• PROBLEM TO WORK ON: Nothing in the records may change when you print them out again.

[[ AVAILABLE RECORDS, beginning ]]

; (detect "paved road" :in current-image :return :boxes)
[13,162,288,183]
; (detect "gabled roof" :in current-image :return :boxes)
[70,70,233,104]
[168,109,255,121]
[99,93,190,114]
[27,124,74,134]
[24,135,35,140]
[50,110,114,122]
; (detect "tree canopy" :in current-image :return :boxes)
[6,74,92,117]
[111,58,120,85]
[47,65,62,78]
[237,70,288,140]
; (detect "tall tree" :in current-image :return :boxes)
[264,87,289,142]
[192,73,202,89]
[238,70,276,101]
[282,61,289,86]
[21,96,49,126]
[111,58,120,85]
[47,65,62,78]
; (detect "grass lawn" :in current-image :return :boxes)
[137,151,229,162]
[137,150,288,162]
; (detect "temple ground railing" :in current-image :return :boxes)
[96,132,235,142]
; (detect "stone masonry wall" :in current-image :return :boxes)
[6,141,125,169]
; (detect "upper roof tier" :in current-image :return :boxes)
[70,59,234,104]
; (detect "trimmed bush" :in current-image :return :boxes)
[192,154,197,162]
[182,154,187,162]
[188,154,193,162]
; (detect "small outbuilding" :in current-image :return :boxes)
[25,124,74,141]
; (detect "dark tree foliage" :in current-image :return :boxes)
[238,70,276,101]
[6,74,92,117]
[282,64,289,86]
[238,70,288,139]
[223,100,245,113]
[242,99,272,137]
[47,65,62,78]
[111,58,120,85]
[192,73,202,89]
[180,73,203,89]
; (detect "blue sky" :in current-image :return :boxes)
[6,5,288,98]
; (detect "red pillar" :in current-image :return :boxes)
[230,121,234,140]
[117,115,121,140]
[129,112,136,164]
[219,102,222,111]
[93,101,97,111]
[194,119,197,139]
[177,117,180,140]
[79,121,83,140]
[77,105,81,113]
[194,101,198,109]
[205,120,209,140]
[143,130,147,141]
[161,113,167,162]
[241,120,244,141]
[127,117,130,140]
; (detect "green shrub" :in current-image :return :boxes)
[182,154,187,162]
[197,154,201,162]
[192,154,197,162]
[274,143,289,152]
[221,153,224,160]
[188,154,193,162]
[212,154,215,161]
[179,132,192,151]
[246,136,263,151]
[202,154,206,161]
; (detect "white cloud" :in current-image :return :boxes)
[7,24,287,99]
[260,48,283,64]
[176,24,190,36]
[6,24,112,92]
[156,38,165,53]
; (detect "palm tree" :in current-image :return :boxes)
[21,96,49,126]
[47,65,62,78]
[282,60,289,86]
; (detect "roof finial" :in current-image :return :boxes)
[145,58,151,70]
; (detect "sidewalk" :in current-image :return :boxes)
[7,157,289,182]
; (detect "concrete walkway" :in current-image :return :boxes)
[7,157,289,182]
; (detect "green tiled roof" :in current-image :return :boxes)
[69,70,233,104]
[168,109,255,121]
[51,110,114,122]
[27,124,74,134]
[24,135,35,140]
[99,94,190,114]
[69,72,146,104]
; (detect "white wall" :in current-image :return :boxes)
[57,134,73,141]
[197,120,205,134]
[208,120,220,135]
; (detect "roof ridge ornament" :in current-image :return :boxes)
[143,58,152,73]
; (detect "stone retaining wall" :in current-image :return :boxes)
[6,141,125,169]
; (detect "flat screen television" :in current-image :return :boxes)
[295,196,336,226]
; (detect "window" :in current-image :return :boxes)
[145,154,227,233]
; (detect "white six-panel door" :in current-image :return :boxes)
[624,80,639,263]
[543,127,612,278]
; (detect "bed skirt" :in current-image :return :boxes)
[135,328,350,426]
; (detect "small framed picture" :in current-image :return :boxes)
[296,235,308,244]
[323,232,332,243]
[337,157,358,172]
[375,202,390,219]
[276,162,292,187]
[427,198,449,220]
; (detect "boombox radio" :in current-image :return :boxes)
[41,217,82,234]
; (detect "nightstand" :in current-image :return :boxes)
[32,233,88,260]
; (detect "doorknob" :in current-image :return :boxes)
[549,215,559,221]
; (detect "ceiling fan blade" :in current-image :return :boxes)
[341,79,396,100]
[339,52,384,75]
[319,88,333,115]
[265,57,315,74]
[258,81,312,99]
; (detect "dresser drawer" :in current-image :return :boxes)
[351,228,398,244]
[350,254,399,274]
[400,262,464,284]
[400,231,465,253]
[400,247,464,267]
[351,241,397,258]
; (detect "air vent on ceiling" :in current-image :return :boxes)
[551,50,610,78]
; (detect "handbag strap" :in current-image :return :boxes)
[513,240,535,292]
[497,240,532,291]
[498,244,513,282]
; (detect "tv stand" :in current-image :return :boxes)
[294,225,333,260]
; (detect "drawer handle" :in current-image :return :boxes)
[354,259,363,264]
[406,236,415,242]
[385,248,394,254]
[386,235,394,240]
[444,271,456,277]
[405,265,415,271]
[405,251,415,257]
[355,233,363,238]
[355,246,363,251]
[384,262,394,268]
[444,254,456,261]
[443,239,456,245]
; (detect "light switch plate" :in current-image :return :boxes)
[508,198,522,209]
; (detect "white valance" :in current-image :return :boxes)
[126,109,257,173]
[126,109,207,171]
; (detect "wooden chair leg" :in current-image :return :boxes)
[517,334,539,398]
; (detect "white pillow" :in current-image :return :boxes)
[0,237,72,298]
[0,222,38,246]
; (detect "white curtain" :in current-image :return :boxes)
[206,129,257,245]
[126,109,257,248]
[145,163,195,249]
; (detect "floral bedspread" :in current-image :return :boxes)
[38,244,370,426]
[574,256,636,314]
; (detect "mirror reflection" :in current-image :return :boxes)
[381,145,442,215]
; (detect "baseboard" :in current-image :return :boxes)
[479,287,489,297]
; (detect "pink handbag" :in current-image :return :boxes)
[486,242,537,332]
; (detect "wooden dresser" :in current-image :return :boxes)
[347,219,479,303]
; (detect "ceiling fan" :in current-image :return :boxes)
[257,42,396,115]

[[ AVAILABLE RECORDS, end ]]

• RESPONSE TO THIS EXERCISE:
; (detect "paved road" :in current-image :return :boxes)
[13,162,288,183]
; (detect "gabled roof" :in current-image :return :boxes)
[70,70,233,104]
[168,109,255,121]
[99,93,190,114]
[27,124,74,134]
[24,135,35,140]
[50,110,114,122]
; (detect "tree canopy" :in current-image :return :boxes)
[6,74,92,117]
[111,58,120,85]
[47,65,62,78]
[237,70,288,140]
; (detect "tall tree" :in current-image :return :boxes)
[264,87,289,142]
[192,73,202,89]
[238,70,276,101]
[282,61,289,86]
[21,96,49,126]
[111,58,120,85]
[47,65,62,78]
; (detect "grass lawn" :in current-image :return :boxes)
[137,151,229,162]
[137,150,288,162]
; (detect "temple ground railing" :in current-image :return :boxes)
[96,132,235,142]
; (detect "stone masonry wall" :in current-image :return :boxes)
[6,141,125,169]
; (detect "upper roof tier" :in current-image :return :boxes)
[70,59,234,104]
; (detect "trimmed bush" :in current-image :return :boxes)
[192,154,197,162]
[182,154,187,162]
[188,154,193,162]
; (detect "small outbuilding" :in current-image :return :boxes)
[25,124,74,141]
; (detect "dark tree foliage" :in current-image :return :boxes)
[238,70,276,101]
[6,74,92,117]
[282,64,289,86]
[238,70,288,139]
[223,100,245,113]
[242,99,272,137]
[47,65,62,78]
[111,58,120,85]
[192,73,202,89]
[180,73,203,89]
; (detect "blue sky" :in current-image :return :boxes)
[6,5,288,98]
; (detect "red pillar" :in current-image :return :boxes)
[230,121,234,140]
[117,115,121,140]
[129,112,136,164]
[219,102,222,111]
[93,101,97,111]
[194,119,197,139]
[177,117,180,140]
[79,121,83,140]
[77,105,81,113]
[194,101,198,109]
[205,120,209,140]
[143,130,147,141]
[161,113,167,162]
[241,120,244,141]
[127,117,130,140]
; (detect "green shrub" :in current-image :return :boxes)
[182,154,187,162]
[197,154,201,162]
[192,154,197,162]
[274,143,289,152]
[221,153,224,160]
[188,154,193,162]
[212,154,215,161]
[179,132,192,151]
[246,136,263,151]
[202,154,206,161]
; (detect "white cloud" :in current-image :return :boxes)
[7,24,287,99]
[260,48,283,64]
[176,24,190,36]
[6,24,112,92]
[156,38,165,53]
; (detect "palm tree" :in current-image :return :boxes)
[21,96,49,126]
[47,65,62,78]
[282,60,289,86]
; (detect "roof finial" :in current-image :return :boxes)
[145,58,151,70]
; (detect "sidewalk" :in current-image :return :boxes)
[7,157,289,182]
; (detect "concrete walkway" :in current-image :return :boxes)
[7,157,289,182]
; (detect "green tiled roof" :in current-image :return :boxes)
[69,70,233,104]
[168,109,255,121]
[51,110,114,122]
[27,124,74,134]
[24,135,35,140]
[99,94,190,114]
[69,72,146,104]
; (detect "white wall" :in current-image :return :boxes)
[57,134,73,141]
[197,120,205,134]
[208,120,220,135]
; (detect "roof ridge ornament" :in current-image :return :boxes)
[143,58,152,73]
; (detect "stone retaining wall" :in current-image :return :boxes)
[6,141,125,169]
; (detect "flat screen television" :in current-image :return :boxes)
[295,196,336,226]
; (detect "window" :in current-image :return :boxes)
[145,154,227,233]
; (detect "white six-panel door" :in current-image :return :boxes)
[624,80,639,263]
[543,127,612,278]
; (detect "bed skirt" :in current-image :return :boxes)
[135,328,350,426]
; (detect "small framed picture" :in current-image :return :boxes)
[296,235,308,244]
[323,232,332,243]
[337,157,358,172]
[375,202,390,219]
[276,162,292,187]
[427,198,449,220]
; (detect "boombox radio" :in current-image :return :boxes)
[41,217,82,234]
; (detect "nightstand" :in current-image :return :boxes)
[32,233,88,260]
; (detect "doorknob" :in current-image :return :boxes)
[549,215,559,221]
; (detect "ceiling fan blade" :in current-image :return :boxes)
[341,79,396,100]
[339,52,384,75]
[319,88,333,115]
[265,57,315,74]
[258,81,312,99]
; (detect "dresser drawer" :in current-image :return :boxes)
[351,228,398,244]
[350,254,399,274]
[400,262,464,284]
[400,231,465,253]
[400,247,464,267]
[351,241,397,258]
; (detect "air vent on ceiling" :in current-image :return :boxes)
[551,50,610,78]
; (detect "handbag strap" :in current-image :return :boxes)
[513,240,535,292]
[497,240,532,291]
[498,244,513,282]
; (detect "tv stand" :in current-image :return :boxes)
[294,225,333,260]
; (detect "drawer handle" :in current-image :return :boxes)
[354,259,363,264]
[406,236,415,242]
[385,248,394,254]
[386,235,394,240]
[444,271,456,277]
[405,265,415,271]
[405,251,415,257]
[355,233,363,238]
[355,246,363,251]
[384,262,394,268]
[444,254,456,261]
[443,239,456,245]
; (detect "light switch plate" :in current-image :return :boxes)
[508,198,522,209]
; (detect "white valance" :in current-image :return :boxes)
[126,109,257,173]
[126,109,207,171]
; (detect "wooden chair leg" :in current-image :return :boxes)
[517,334,539,398]
; (detect "white pillow" :in current-image :return :boxes)
[0,237,72,298]
[0,222,38,246]
; (detect "white curtain" :in current-image :return :boxes)
[206,129,257,245]
[126,109,257,248]
[145,163,195,249]
; (detect "floral bedspread" :in current-image :return :boxes)
[38,244,370,426]
[574,256,636,314]
; (detect "mirror reflection" :in current-image :return :boxes)
[381,145,442,215]
; (detect "baseboard" :in current-image :return :boxes)
[479,287,489,297]
; (detect "pink handbag" :in current-image :return :boxes)
[486,242,537,332]
; (detect "wooden dresser" :in current-image :return :boxes)
[347,219,479,303]
; (detect "ceiling fan" :in current-image :return :boxes)
[257,42,396,115]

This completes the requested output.